DIRECTIONS ->
A: Answer these questions using the article on the film The Mastermind Jinda Sukha.
(i) On what date was the film initially released?
(ii) In which city were Harjinder Singh Jinda and Sukhdev Singh Sukha imprisoned?
(iii) Which officials refused the film crew permission to shoot at Gen Vaidya Marg?
B: Supply the next passage of the article on the film The Mastermind Jinda Sukha, picking up after its final sentence.

DOCUMENT EXTRACT ->
##############################

The Mastermind Jinda Sukha is 2015 Punjabi film initially released 11 September 2015. Film is based on facts and letters exchanged by Harjinder Singh Jinda and Sukhdev Singh Sukha during their imprisonment in Pune.

Cast
Cast of The Mastermind Jinda Sukha is:
 Nav Bajwa
 Sonpreet Jawanda
 Guggu Gill
 Sukhjinder Shera 
 Satwant Kaur
 Harinder Bubb 
 Isha Sharma 
 Sunita Dhir 
 Davvy Singh 
 Amritpal Singh (Billa) 
 Jaggi Dhuri
 Parminder Gill

Shooting
The Mastermind Jinda Sukha is shot at Harjinder Singh Jinda's and Sukhdev Singh Sukha's villages. Its also shot at different locations of Pune city. But shooting at Gen Vaidya Marg (Old Anderson Road) was not allowed as its location falls in cantonment area for which film crew was not granted permission by Indian Army officials.

##############################

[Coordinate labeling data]

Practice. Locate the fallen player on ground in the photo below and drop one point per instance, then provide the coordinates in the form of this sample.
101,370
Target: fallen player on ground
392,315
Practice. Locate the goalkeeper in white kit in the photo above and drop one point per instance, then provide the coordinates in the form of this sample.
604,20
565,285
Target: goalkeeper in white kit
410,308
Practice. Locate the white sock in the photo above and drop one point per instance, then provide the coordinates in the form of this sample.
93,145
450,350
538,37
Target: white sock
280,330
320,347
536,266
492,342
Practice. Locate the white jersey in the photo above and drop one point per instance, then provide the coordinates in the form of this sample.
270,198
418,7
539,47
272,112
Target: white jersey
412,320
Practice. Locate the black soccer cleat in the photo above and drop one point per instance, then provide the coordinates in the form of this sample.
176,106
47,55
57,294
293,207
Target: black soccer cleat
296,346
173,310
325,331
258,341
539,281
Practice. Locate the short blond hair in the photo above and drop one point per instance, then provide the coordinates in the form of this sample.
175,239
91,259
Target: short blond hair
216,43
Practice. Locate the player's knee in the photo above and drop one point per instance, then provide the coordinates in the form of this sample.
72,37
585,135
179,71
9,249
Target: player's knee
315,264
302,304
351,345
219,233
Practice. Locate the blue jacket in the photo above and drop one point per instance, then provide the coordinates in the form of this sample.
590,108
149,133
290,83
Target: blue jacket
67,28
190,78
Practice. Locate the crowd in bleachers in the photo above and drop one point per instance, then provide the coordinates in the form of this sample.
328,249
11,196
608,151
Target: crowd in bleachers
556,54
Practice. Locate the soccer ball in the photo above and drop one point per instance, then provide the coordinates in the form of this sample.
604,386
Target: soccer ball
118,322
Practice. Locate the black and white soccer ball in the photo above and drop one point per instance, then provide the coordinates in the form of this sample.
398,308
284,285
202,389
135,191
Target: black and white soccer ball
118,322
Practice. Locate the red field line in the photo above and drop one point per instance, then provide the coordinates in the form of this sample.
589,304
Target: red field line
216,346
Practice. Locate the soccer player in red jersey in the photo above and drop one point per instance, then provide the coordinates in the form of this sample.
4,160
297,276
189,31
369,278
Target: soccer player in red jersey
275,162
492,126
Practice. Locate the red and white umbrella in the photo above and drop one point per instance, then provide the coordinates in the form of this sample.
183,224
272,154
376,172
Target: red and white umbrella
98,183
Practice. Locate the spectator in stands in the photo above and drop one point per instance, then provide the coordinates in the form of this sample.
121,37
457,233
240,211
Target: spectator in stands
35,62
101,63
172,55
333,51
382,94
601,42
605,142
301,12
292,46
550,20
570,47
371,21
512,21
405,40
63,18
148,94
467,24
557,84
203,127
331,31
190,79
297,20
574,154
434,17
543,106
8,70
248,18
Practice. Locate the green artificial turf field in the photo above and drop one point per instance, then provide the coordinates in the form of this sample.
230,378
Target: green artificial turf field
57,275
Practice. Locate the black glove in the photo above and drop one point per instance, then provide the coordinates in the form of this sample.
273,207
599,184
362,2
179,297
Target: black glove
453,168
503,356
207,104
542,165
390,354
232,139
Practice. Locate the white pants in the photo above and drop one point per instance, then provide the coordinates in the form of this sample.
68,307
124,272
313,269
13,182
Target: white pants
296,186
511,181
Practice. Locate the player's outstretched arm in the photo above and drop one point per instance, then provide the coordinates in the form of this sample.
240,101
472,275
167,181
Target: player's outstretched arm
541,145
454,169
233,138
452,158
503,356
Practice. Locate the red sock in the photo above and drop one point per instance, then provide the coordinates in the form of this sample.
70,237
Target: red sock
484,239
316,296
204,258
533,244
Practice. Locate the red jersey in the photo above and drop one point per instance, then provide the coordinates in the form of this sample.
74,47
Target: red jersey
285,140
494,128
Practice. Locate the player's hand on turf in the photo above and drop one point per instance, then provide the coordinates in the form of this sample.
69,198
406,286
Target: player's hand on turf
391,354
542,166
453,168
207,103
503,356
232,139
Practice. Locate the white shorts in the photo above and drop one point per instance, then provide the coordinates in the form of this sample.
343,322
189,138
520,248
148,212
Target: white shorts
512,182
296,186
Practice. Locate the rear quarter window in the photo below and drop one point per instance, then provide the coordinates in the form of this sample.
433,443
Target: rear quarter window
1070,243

##############################

RESULTS FOR EACH TASK ->
A:
(i) 11 September 2015
(ii) Pune
(iii) Indian Army officials

B:
Release
The Mastermind Jinda Sukha was to release on 11 September worldwide and was cleared by censor board on 24 July. Film was released Overseas market on 11 September 2015.

Ban
The Mastermind Jinda Sukha was banned by CBFC on 9 September after Home Ministry was alerted by Intelligence Bureau. 
Shubhra Gupta, The Indian Express’s film critic and former member of the CBFC criticised the ban and questioned censorship vs certification in India. Other CBFC member and filmmaker Ashoke Pandit, also criticised CBFC chairman Pahlaj Nihalani’s decision to Ban the movie.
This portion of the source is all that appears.